[RECORDS FOR PROCESSING]

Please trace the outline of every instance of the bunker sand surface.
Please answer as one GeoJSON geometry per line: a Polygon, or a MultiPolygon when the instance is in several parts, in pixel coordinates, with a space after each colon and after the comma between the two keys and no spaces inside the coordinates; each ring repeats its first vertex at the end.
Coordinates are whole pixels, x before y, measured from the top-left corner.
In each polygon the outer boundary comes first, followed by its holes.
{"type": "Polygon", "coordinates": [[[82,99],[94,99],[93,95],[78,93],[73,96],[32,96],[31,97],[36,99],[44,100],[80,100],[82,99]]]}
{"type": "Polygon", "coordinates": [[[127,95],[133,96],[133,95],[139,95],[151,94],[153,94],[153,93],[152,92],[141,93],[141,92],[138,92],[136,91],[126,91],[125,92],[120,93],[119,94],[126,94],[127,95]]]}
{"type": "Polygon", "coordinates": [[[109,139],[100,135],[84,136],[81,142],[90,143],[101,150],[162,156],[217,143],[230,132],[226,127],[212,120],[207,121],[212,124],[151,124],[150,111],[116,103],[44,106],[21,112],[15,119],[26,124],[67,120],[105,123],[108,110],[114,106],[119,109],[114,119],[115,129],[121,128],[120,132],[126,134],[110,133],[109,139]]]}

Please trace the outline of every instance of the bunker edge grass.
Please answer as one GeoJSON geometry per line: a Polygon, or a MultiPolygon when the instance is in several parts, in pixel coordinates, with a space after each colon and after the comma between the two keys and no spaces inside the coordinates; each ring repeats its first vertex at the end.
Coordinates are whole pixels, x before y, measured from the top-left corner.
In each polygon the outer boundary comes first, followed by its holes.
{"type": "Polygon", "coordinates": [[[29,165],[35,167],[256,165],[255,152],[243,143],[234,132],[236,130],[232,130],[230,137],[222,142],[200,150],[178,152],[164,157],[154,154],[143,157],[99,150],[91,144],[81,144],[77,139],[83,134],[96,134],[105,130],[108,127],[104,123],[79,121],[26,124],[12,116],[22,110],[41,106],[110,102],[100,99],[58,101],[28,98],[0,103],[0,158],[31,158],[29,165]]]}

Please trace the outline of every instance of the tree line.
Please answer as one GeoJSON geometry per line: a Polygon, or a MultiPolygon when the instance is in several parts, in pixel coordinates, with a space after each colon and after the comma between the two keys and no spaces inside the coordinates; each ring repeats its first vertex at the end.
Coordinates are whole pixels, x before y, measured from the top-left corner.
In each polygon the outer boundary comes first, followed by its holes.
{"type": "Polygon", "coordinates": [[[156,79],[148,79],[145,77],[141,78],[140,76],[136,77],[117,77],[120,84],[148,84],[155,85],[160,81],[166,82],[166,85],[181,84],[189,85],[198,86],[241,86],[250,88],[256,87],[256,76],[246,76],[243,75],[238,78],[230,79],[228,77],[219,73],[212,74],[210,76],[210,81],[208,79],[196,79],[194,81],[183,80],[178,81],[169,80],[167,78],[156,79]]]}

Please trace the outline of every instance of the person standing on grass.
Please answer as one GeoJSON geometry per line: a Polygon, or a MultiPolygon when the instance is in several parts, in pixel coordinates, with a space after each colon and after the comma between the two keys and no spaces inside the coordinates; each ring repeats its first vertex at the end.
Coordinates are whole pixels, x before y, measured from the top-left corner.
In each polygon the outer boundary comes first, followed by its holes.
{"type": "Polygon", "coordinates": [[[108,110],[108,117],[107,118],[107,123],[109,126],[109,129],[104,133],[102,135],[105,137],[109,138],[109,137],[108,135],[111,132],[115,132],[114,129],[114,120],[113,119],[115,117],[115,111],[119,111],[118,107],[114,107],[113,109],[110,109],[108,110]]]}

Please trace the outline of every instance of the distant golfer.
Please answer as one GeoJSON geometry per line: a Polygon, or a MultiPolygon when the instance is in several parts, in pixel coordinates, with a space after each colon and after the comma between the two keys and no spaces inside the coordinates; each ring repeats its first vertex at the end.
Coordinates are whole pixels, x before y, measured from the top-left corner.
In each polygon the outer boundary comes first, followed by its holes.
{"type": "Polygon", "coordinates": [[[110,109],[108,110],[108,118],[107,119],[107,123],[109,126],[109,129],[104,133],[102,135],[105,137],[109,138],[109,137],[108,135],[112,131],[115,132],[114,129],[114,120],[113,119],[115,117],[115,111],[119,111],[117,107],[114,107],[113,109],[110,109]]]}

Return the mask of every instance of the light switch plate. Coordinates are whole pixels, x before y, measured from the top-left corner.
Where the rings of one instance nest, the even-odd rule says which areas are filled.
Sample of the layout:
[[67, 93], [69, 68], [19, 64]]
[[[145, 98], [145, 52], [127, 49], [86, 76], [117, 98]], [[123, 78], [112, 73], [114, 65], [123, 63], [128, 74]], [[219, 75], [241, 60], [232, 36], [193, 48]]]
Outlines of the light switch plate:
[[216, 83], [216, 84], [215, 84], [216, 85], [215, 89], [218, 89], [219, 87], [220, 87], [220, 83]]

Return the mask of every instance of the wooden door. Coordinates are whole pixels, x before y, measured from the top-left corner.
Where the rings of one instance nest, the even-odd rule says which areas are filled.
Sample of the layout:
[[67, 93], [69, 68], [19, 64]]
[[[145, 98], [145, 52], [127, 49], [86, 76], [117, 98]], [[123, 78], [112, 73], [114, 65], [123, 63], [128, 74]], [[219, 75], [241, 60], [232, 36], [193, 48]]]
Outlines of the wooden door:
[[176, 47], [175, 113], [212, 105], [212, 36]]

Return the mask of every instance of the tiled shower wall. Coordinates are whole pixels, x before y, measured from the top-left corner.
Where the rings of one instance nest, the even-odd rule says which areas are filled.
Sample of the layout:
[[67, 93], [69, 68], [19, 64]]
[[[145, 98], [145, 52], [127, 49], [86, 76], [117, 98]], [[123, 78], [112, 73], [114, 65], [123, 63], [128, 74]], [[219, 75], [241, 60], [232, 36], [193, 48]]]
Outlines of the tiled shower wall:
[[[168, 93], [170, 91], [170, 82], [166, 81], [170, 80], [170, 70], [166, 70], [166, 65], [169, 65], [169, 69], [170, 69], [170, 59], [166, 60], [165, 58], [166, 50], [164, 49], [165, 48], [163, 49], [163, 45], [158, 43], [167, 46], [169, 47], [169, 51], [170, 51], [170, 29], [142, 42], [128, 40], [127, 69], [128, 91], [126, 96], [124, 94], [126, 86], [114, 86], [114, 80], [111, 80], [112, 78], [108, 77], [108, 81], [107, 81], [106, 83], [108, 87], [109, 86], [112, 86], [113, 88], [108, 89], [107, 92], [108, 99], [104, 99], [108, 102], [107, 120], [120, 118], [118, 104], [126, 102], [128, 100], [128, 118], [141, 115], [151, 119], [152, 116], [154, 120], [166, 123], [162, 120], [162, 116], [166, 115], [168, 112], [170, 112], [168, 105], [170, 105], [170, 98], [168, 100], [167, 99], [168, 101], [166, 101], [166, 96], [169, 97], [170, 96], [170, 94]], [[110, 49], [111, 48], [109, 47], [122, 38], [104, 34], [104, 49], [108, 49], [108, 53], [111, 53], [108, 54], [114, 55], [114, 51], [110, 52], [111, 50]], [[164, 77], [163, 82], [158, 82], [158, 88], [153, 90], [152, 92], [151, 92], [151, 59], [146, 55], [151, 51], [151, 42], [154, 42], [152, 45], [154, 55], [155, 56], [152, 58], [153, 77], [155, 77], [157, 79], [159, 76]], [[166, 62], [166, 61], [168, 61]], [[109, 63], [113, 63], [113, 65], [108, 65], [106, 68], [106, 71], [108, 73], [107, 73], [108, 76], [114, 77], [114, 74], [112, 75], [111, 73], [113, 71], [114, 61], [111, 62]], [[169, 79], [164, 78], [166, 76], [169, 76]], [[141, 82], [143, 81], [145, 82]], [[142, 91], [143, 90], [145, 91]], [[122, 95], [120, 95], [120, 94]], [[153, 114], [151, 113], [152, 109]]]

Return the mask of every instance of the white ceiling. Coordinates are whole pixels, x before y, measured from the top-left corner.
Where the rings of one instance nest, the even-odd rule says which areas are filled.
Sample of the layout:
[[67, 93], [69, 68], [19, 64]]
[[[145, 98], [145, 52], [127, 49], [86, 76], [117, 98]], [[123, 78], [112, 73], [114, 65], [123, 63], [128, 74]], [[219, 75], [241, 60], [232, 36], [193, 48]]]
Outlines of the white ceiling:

[TASK DESCRIPTION]
Produce an exact copy of the lines from the one containing "Return the mask of every instance of the white" through the last line, and of nothing else.

[EXERCISE ANSWER]
Return the mask of every instance of the white ceiling. Coordinates are whole pixels, x before y, measured from the top-left corner.
Where the rings of one instance nest, the even-odd rule says which areas are filled.
Sample of the layout:
[[67, 93], [69, 68], [19, 64]]
[[[145, 98], [145, 52], [127, 49], [86, 76], [117, 98]], [[123, 78], [112, 73], [114, 65], [123, 63], [128, 74]], [[219, 75], [241, 60], [232, 36], [193, 48]]]
Outlines of the white ceiling:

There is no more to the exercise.